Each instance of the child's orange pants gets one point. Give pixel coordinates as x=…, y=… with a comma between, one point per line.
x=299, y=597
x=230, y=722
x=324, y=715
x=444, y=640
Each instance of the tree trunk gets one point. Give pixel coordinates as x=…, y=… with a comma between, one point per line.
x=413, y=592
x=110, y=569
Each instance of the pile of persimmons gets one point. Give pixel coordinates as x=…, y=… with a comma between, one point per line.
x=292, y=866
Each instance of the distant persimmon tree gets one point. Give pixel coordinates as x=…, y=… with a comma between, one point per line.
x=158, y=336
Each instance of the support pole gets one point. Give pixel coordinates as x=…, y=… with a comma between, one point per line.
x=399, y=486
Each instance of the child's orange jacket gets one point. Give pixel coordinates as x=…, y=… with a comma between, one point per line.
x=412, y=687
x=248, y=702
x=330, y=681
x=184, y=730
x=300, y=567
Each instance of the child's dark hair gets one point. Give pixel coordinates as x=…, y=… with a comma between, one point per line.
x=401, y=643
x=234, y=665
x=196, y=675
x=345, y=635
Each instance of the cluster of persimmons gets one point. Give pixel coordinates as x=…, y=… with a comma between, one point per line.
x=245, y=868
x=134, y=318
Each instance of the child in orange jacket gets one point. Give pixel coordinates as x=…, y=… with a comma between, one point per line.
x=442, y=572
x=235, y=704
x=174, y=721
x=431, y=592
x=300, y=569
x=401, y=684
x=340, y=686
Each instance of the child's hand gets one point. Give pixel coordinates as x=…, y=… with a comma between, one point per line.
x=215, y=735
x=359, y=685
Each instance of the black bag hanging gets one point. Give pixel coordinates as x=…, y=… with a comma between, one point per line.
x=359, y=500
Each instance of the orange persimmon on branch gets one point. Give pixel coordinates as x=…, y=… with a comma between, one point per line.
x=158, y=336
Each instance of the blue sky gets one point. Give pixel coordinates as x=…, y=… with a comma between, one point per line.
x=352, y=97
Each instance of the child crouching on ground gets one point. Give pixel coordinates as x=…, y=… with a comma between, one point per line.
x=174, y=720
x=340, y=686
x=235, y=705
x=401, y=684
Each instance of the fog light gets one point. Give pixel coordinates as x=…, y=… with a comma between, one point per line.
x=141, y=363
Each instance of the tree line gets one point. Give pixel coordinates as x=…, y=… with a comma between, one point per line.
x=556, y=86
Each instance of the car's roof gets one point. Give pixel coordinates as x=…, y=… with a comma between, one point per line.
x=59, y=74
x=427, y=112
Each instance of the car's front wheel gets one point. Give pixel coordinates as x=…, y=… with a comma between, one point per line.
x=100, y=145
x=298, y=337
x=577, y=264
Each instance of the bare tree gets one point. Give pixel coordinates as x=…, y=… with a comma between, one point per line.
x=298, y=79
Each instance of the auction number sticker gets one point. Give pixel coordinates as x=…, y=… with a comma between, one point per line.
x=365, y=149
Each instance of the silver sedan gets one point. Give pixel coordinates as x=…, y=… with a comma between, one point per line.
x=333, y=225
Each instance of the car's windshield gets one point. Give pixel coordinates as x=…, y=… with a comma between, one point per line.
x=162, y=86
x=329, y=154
=-=-=
Reproduce the entire listing above word for word, keeping every line in its original order.

Response to the task -
Each instance of the child's orange pants gets one point. Give pixel coordinates as x=…, y=… with a comma between, one point per line.
x=299, y=597
x=230, y=722
x=324, y=715
x=444, y=640
Each instance of the tree trunk gets one point. Give pixel coordinates as x=…, y=… with a comma between, one point per line.
x=413, y=592
x=110, y=569
Each instance of the pile of persimmons gets one point. Give pixel coordinates as x=…, y=… with a comma between, one point per line.
x=292, y=866
Each instance of the distant persimmon tree gets one point. Give pixel coordinates as x=…, y=… with a comma between, one point per line.
x=158, y=336
Each instance of the support pole gets one point. Give pixel coordinates as x=…, y=… with a comma between, one point per line.
x=399, y=486
Each instance of the child's orange jacket gets one point. Give pixel coordinates as x=…, y=… with a comma between, one point per line.
x=412, y=687
x=248, y=702
x=330, y=681
x=184, y=730
x=300, y=567
Each instance of the child's dark hair gets one point. Give pixel coordinates as x=…, y=… with a comma between, one point per line.
x=401, y=643
x=234, y=665
x=196, y=675
x=345, y=635
Each instance of the cluster of persimmons gets one point. Give pixel coordinates as x=…, y=… with a comma between, one point per line.
x=245, y=868
x=134, y=318
Each instance of the child in orange jacket gets one point. Give pixel coordinates as x=…, y=… with a comma between, one point per line.
x=442, y=572
x=235, y=704
x=174, y=721
x=431, y=592
x=300, y=569
x=401, y=684
x=340, y=686
Each instance of the child's hand gets one point. Give pixel coordinates as x=…, y=… with a comma between, one point per line.
x=215, y=735
x=359, y=685
Each instance of the black bag hanging gets one point. Give pixel coordinates as x=…, y=… with a comma between, one point per line.
x=359, y=500
Each instance of the orange persimmon on branch gets one point. Give pixel coordinates as x=…, y=… with a comma between, one point per line.
x=158, y=336
Each instance of the blue sky gets one point. Give pixel coordinates as x=…, y=… with a comma between, one point per line.
x=352, y=97
Each instance of the child crouching on ground gets one point. Give pixel coordinates as x=…, y=… with a comma between, one point per line.
x=174, y=720
x=340, y=686
x=235, y=705
x=401, y=684
Each instance of the fog light gets one point. Give pixel coordinates as x=…, y=… with a comma between, one point per line.
x=141, y=363
Each instance of the tree line gets one point. Give pixel coordinates as x=…, y=… with a comma between, one point per line.
x=556, y=86
Each instance of the car's roof gets one point. Give pixel coordinates as x=…, y=… with a comma between, one point per line.
x=59, y=74
x=427, y=112
Each instance of the car's front wheel gets one point. Give pixel coordinates as x=…, y=… with a comma between, one point per line.
x=100, y=145
x=298, y=337
x=577, y=264
Each instance of the bare tree gets one point. Give pixel coordinates as x=…, y=… with a comma between, one point per line.
x=298, y=79
Each instance of the auction number sticker gets one point. Give pixel coordinates as x=…, y=… with a comma between, one point per line.
x=365, y=149
Each instance of the silver sedan gets one point. Give pixel coordinates as x=…, y=… with a comma between, one point per line.
x=333, y=225
Each instance of the car's windshield gets one point. Give pixel coordinates as x=…, y=… with a comma between, one point per line.
x=162, y=86
x=329, y=154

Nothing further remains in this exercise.